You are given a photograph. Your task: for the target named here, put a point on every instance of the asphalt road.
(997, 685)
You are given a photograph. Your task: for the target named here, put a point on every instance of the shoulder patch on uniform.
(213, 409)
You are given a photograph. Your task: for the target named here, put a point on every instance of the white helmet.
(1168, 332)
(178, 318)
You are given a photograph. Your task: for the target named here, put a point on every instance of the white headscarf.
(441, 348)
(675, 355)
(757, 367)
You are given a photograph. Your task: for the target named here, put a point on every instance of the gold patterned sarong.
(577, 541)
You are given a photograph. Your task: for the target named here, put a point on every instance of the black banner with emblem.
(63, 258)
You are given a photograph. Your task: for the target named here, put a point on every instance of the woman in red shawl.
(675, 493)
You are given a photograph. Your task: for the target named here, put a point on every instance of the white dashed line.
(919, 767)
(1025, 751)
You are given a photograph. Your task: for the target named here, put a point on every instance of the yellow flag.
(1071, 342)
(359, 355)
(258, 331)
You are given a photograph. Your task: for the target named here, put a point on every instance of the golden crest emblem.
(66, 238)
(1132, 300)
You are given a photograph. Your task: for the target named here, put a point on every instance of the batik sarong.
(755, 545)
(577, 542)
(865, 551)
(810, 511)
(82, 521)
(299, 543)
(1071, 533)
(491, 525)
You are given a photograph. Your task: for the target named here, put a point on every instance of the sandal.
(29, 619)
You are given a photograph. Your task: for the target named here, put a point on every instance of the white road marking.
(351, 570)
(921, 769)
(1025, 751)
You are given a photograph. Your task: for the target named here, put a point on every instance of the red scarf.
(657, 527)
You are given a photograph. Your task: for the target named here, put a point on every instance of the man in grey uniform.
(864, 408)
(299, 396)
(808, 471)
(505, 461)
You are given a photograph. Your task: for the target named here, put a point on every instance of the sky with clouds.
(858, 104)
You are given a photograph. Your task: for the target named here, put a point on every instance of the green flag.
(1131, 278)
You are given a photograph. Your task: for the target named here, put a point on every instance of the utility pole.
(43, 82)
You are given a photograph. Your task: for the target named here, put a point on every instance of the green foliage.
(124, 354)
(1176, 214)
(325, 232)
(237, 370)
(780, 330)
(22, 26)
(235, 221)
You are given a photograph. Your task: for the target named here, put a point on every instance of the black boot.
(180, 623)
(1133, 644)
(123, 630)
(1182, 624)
****
Would you transcribe every entry exactly, leaving nothing out?

▶ [The answer]:
You are given a photograph. Your task: for the target named here, put a point on every instance of the asphalt road.
(997, 685)
You are given a photograph. Your task: for the target named here, put a point on every instance of the shoulder patch on uniform.
(213, 409)
You are given a photograph. Your task: for the target named here, put a point on every instance of the white helmet.
(1168, 332)
(178, 318)
You are given a photograph. Your task: for the target named here, put a point on every instance of the white headscarf.
(441, 348)
(675, 355)
(757, 367)
You are given a photograph. Your task: for the target named here, put a point on every instance of the gold patterned sarong.
(577, 541)
You are given a photograph. Your task: for the target named here, put a point on every instance of the black banner with emblem.
(63, 258)
You are given a photograph. Your task: for the target named here, put a point on every instance of the woman in red shawl.
(675, 493)
You are given a photograph. Your task: for the target named here, put a point on every instance of the white dashed line.
(919, 767)
(1025, 751)
You are given a photograph. Your task: for the target named here, put a point on every instance of the yellow flag.
(1071, 342)
(359, 355)
(258, 331)
You are given a photograph. Your task: for the target named here, put a point on every instance of the golden crest emblem.
(66, 238)
(1132, 300)
You are given a photograph. Your task: for the target named here, put a point on every instance of the batik sarong.
(755, 545)
(577, 542)
(865, 551)
(810, 511)
(82, 521)
(299, 543)
(1071, 533)
(491, 525)
You are given a photograph. Your task: for the target named here, put a point on every instance of the sandal.
(29, 619)
You are given a photograph. Your task: for the target named here, put a point on every instance of the white road marking.
(351, 570)
(921, 769)
(1025, 751)
You are given a photograph. Your task: for the target named here, put a point on every instance of the red scarf.
(657, 527)
You are given a photograph. Your task: for the target named here, put a point on every instance of the man in grey uniform.
(864, 408)
(299, 396)
(808, 471)
(505, 461)
You are given a photograph. Your task: for the target named here, put a point on every instance of the sky with clouds.
(858, 104)
You are given a photograph. Your task: for the target named here, put a point on every instance of the green flag.
(1131, 278)
You are given a photograph. Your task: for the target named here, put a point on every instance of the utility pole.
(43, 82)
You are given a photograph. Your task: for the target named here, put a point on every instance of the green foliage.
(124, 354)
(1176, 214)
(325, 232)
(237, 370)
(780, 330)
(22, 26)
(235, 221)
You are given a photograph. Your task: for the target named here, put a point on every instance of the black boot.
(180, 623)
(1133, 644)
(123, 630)
(1182, 624)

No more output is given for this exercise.